### EXTRACT TO READ
* Begin *

Patti LuPone prepares to step into Alma Schindler?s Austrian shoes, while TACT dares to air a Priestley play other than An Inspector Calls.
THE MARRYING KIND
Patti LuPone, who took some knocks for her Canarsie Cockney in Noises Off, is about to try out a new accent. Would you believe Austrian? She will shortly be starring in a Lincoln Center workshop of Doll, a musical biography of the much-married Alma Schindler (1879-1964) to be directed by Graciela Daniele. You might deduce from the title that writer Scott Frankel is taking an entirely different tack than did director Bruce Beresford and screenwriter Marilyn Levy in the movie they made of that life, Bride of the Wind. The film, released last June, stars Sarah Wynter, Jonathan Pryce, and Vincent Perez. Schindler's list of husbands included some of the most influential men of the 19th century: composer Gustav Mahler, architect Walter Gropius, and The Song of Bernadette author Franz Werfel. But her great love got away: painter Oskar Kokoschka.
BARK OF THE BART
It may or may not surprise you to hear that Oskar Kokoschka will be played in that workshop by Roger Bart, the Tony-winning Snoopy of You're a Good Man, Charlie Brown. Currently Bart can be found at the St. James in a Tony-nominated performance, playing bottom to Gary Beach's Tony-winning top in The Producers.
Such a dizzy duo, those two--and they're spilling over into post-Producers projects, like the duet they do for Centaur Entertainment's seasonal salute album Broadway Cares: Home for the Holidays. All proceeds go to Broadway Cares/Equity Fights AIDS and disaster relief organizations associated with the World Trade Center tragedy. More than 20 Broadway artists came out caroling for the occasion--among them, Alan Cumming, Liza Minnelli, Christine Ebersole, Audra McDonald, Daphne Rubin-Vega, Victor Garber, and Jane Krakowski.
Bart & Beach are one of only a few twosomes on board. They even got to pick their own holiday tune: "Silver Bells," a little something that Jay Livingston and Ray Evans dashed off and added to an already-filmed Bob Hope flick of 50 years ago, The Lemon Drop Kid. The day Bart & Beach recorded it, an obit on Livingston, 86, appeared in The New York Times and noted that the tune was originally called "Tinkle Bells." It seems the first Mrs. Livingston demurred; her exact words were, "Are you out of your mind?" The change was made and the song sold 140 million records.

* End *

### WHAT IS ASKED
A: Print the theater column from "Such a dizzy" to "and Jane Krakowski.".
B: According to the theater column, who will direct the Lincoln Center workshop of Doll?
C: Pick up the theater column after its final sentence and carry it on.
The data that comes next is separate from the theater column.

### RAW DATA
* Begin *

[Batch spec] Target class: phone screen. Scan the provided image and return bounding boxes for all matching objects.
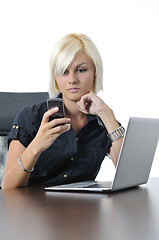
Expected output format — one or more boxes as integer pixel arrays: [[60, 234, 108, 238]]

* End *

### RESULTS FOR THE EXERCISE
A:
Such a dizzy duo, those two--and they're spilling over into post-Producers projects, like the duet they do for Centaur Entertainment's seasonal salute album Broadway Cares: Home for the Holidays. All proceeds go to Broadway Cares/Equity Fights AIDS and disaster relief organizations associated with the World Trade Center tragedy. More than 20 Broadway artists came out caroling for the occasion--among them, Alan Cumming, Liza Minnelli, Christine Ebersole, Audra McDonald, Daphne Rubin-Vega, Victor Garber, and Jane Krakowski.

B: Graciela Daniele

C:
LENDING HELPING HANDS
Journalist-turning-impresario Scott Siegel has come up with another great idea worth producing. His first great idea was the Broadway by the Year series, which he initiated earlier this year with two concerts at Town Hall and which he plans to perpetuate--and double to four concerts--next season. Songs from 1933 will be done on March 18, the ones of 1940 on April 15, the ones of 1951 on May 13 and the ones of 1964 on June 10.
His new notion is called Broadway's Helping Hands, to be presented on November 19 at Town Hall--and, yes, it's a benefit that splashes about in the Broadway pool. "The purpose," says my TheaterMania confrere, "is to raise money to buy theater tickets in January and February--when Broadway needs it the most--and then give those tickets to the firemen, policemen, and victims of September 11." Among the first stars Siegel has signed for the event are Chita Rivera, Carolee Carmello, Liz Callaway, Ann Hampton Callaway, Judy Kuhn, Stephen Schwartz, Andrea McArdle, Priscilla Lopez, Bryan Batt, Emily Skinner, and Emily Loesser.
More names will be posted closer to the date of the benefit. Thommie Walsh will direct the procedings and the musical director is Mark Hartman. Scott's producing.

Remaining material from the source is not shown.